EXERCISES ::
A. According to the abstract on minimal change disease and psoriasis, which kidney diseases has psoriasis been associated with?
B. Carry on the abstract on minimal change disease and psoriasis from the point where it stops.

PROVIDED PASSAGE ::
* * * * * * * * *

Minimal Change Disease as a Sequela of Psoriasis in an Adult

Session Information

Category: Glomerular Diseases

  • 1204 Podocyte Biology

Authors

  • Debnath, Priya, New York City Health and Hospitals Coney Island, Brooklyn, New York, United States
  • Okoye, Chibuzo C., New York City Health and Hospitals Coney Island, Brooklyn, New York, United States
  • Zia, Arham, New York City Health and Hospitals Coney Island, Brooklyn, New York, United States
  • Roy Chaudhury, Samiran, New York City Health and Hospitals Coney Island, Brooklyn, New York, United States
  • Frolova, Elena, New York City Health and Hospitals Coney Island, Brooklyn, New York, United States
Introduction

Minimal change disease (MCD) is usually found in children but can be an uncommon presentation in adults. Relation to psoriasis has not been significantly established even though the latter has been associated with kidney disease such as IgA nephropathy, focal segmental glomerulosclerosis leading to kidney failure. This is an interesting case given that this is a young patient with psoriasis presenting with a flare in the setting of newly diagnosed MCD.

* * * * * * * * *

RAW DATA ::
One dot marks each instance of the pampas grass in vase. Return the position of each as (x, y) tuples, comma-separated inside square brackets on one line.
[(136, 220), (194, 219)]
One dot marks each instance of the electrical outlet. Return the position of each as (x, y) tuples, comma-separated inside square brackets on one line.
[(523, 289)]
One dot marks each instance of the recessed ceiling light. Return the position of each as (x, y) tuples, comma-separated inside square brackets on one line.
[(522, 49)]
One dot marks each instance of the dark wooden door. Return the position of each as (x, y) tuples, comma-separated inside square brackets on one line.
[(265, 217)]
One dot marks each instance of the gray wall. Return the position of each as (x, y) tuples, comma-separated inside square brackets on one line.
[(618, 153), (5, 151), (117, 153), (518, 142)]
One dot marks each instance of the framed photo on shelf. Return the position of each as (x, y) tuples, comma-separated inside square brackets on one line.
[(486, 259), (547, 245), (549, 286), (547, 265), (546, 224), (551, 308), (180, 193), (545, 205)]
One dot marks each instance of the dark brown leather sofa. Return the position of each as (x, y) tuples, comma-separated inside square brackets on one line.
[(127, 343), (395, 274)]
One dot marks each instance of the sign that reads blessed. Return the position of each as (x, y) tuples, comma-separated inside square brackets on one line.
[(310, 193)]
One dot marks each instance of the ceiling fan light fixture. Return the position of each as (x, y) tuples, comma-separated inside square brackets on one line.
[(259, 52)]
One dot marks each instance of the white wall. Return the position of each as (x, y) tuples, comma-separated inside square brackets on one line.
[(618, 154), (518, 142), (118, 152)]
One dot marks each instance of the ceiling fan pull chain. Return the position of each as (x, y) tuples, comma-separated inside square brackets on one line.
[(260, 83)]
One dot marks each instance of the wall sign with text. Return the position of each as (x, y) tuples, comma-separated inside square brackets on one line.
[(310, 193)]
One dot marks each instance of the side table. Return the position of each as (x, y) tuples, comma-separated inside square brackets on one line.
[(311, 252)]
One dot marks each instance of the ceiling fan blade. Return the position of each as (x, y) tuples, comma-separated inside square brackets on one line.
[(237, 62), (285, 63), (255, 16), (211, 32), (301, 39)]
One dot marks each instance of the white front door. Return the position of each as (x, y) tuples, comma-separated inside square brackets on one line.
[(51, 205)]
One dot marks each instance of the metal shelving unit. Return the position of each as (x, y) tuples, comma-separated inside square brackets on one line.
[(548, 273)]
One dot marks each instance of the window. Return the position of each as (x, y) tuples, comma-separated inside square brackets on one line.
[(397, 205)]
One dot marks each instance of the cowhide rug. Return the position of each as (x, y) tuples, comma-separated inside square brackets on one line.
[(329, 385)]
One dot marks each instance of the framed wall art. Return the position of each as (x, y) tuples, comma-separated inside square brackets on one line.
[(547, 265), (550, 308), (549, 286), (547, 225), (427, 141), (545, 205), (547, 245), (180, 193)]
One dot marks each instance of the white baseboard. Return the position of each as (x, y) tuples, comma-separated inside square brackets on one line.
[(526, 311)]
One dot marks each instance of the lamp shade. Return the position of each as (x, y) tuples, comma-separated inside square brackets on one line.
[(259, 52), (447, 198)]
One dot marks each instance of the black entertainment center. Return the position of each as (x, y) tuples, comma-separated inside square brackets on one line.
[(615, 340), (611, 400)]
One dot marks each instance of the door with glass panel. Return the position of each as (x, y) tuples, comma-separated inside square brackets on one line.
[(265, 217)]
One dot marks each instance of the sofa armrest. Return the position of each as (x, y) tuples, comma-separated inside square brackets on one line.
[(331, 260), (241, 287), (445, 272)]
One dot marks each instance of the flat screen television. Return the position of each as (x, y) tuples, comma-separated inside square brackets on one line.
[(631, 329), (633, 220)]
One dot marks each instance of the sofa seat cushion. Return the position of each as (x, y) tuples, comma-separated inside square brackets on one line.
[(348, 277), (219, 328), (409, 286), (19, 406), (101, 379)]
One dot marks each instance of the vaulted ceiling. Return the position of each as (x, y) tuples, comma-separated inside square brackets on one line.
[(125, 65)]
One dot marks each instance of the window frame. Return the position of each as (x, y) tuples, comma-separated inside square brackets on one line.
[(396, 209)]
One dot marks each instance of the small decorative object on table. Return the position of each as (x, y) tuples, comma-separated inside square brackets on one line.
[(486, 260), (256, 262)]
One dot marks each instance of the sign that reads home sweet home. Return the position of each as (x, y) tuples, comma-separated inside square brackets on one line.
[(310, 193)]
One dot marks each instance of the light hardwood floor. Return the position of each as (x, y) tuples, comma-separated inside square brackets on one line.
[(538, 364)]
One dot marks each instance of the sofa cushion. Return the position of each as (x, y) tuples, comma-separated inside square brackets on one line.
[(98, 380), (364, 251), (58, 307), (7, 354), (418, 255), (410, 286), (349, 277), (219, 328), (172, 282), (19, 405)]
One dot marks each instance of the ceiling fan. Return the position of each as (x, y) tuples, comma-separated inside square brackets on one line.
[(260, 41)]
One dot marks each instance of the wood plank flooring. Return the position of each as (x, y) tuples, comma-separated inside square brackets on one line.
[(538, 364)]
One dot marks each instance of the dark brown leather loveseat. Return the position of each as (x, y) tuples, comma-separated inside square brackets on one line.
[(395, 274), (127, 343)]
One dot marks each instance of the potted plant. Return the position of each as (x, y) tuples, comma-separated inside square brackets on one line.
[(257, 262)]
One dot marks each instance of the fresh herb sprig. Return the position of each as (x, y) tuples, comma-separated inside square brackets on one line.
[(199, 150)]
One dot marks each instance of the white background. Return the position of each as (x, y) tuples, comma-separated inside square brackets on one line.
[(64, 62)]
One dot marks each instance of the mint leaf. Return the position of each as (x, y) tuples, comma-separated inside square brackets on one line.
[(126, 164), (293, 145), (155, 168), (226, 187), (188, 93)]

* * * * * * * * *

ANSWERS FOR THE EXERCISE ::
A. IgA nephropathy and focal segmental glomerulosclerosis.

B.
Case Description

A 34-year-old male with history of psoriasis presented with severe body edema after psoriatic flare two weeks prior admission. He was found to have exceptionally low serum albumin of 1.4g/dL, massive proteinuria with spot urine protein creatinine ratio of 7.6 and significant hyperlipidemia. Protein electrophoresis did not show glomerular pathology or spikes in proteins and extensive serological workup was normal. Kidney biopsy reported MCD. Patient improved quickly with steroids of 1mg/kg/day, IV furosemide and albumin infusion. Six months later, the patient was readmitted with new psoriasis flare and again nephrotic syndrome with 7.2g of proteinuria. His symptoms resolved quickly with same treatment used on the first admission. Follow up in clinic one-month post discharge showed normal renal function with proteinuria now at 100mg/day.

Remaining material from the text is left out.